■ GIVEN INSTRUCTION:
Rewrite the lines of the entries below, replacing "in this photo" with "in this image" and leaving everything else unchanged. Omit the pictures from your answer.

Dataset entries:
###
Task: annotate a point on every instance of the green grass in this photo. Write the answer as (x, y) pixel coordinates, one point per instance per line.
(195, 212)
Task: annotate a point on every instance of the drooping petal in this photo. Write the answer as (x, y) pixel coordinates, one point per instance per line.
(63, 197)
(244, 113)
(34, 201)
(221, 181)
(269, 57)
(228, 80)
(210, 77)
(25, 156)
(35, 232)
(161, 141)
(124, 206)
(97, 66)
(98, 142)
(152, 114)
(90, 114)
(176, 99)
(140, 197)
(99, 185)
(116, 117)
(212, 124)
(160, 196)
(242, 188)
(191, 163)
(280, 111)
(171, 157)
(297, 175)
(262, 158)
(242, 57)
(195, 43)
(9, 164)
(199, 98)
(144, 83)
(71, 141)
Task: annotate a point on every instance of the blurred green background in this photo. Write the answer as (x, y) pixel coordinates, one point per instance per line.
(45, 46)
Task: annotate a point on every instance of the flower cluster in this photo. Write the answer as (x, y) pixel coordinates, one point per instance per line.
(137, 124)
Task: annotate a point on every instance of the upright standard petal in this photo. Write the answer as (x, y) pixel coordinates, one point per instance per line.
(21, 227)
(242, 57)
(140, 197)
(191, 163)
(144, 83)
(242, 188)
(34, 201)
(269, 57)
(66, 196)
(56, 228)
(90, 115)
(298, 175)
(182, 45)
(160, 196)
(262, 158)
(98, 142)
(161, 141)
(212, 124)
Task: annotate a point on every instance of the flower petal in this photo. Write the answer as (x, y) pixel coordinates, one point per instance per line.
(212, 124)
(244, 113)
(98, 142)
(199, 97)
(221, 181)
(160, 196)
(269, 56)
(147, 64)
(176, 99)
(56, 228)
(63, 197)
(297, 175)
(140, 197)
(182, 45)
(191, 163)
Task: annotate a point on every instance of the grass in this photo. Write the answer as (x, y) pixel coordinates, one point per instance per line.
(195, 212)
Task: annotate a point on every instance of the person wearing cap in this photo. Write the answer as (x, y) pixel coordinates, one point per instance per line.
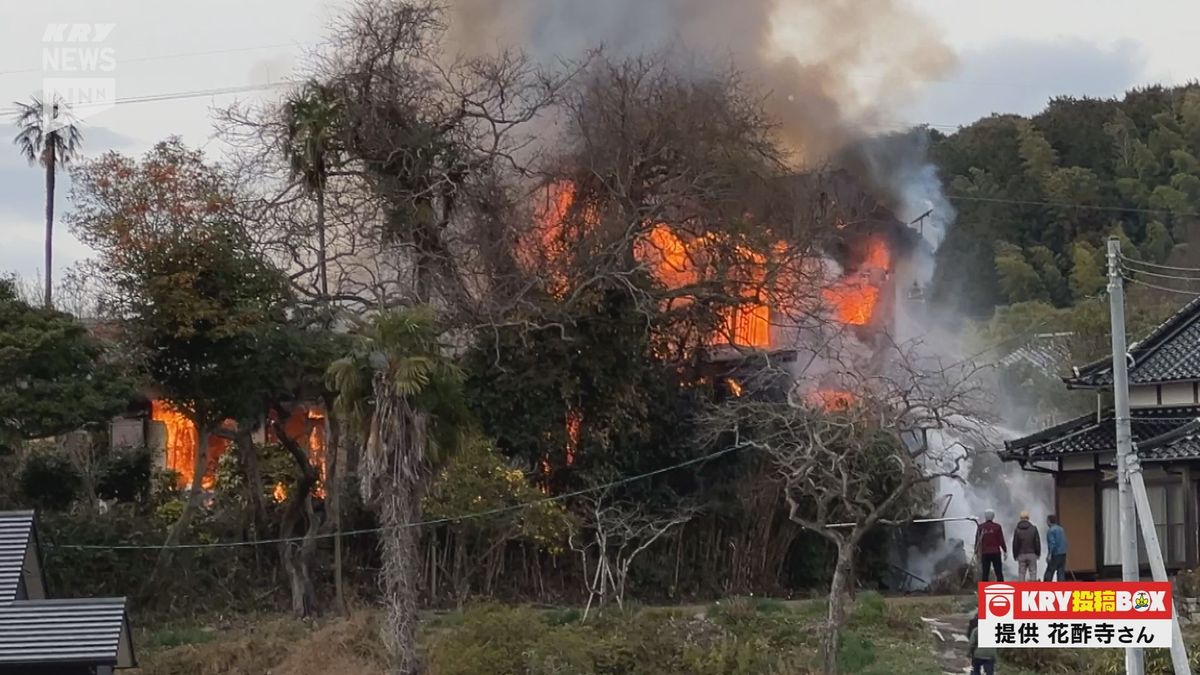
(990, 545)
(1056, 550)
(1026, 548)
###
■ EXERCISE OUTPUT:
Task: annotate a point on every instance of the green grass in this image. Write the answer as (x, y) pixel coordinates, one point per instance per line.
(195, 212)
Task: annotate a point on every instance of the drooping petal in this image. Write the answer as (x, y) pixel coordinates, one point per instance per line.
(63, 197)
(244, 113)
(34, 201)
(221, 181)
(269, 57)
(228, 80)
(210, 77)
(25, 156)
(35, 232)
(161, 141)
(124, 206)
(97, 66)
(98, 142)
(152, 114)
(90, 114)
(176, 99)
(140, 197)
(99, 185)
(116, 117)
(212, 124)
(160, 196)
(242, 188)
(191, 163)
(280, 111)
(171, 157)
(297, 175)
(262, 158)
(242, 57)
(195, 43)
(9, 164)
(199, 98)
(144, 83)
(71, 141)
Task: annotate a point on every instance of the blurred green background in this image. Write the answer as (x, y) pixel coordinates, one point per instance per line.
(45, 46)
Task: annotate a point on every instance of the flower cluster in this image. Write the answer as (x, y) pixel coordinates, one point per instance per line.
(137, 124)
Task: annotate a point on every instance of the upright standard petal in this image. Write the answer as (x, y) pixel coordinates, one point per instance per line.
(21, 227)
(242, 57)
(140, 197)
(191, 163)
(144, 83)
(242, 188)
(34, 201)
(269, 57)
(66, 196)
(56, 228)
(90, 115)
(298, 175)
(182, 45)
(160, 196)
(262, 158)
(98, 142)
(161, 141)
(212, 124)
Task: annotate a point on every instance of the flower petal in this image. Write the answer as (x, y) pixel coordinates, one point per instance per line.
(212, 124)
(244, 113)
(98, 142)
(199, 97)
(221, 181)
(160, 196)
(269, 56)
(147, 64)
(176, 99)
(56, 228)
(63, 197)
(297, 175)
(140, 197)
(182, 45)
(191, 163)
Task: annotate a point on every instance of the grass in this image. Write the answer as (x, y) pixel coordinates, one point per instance per line.
(195, 212)
Task: annotate a point on every instance of the person wearing cap in this image. Write the answer as (x, y) pixel coordinates, one point per instance per line.
(990, 545)
(1056, 550)
(1026, 548)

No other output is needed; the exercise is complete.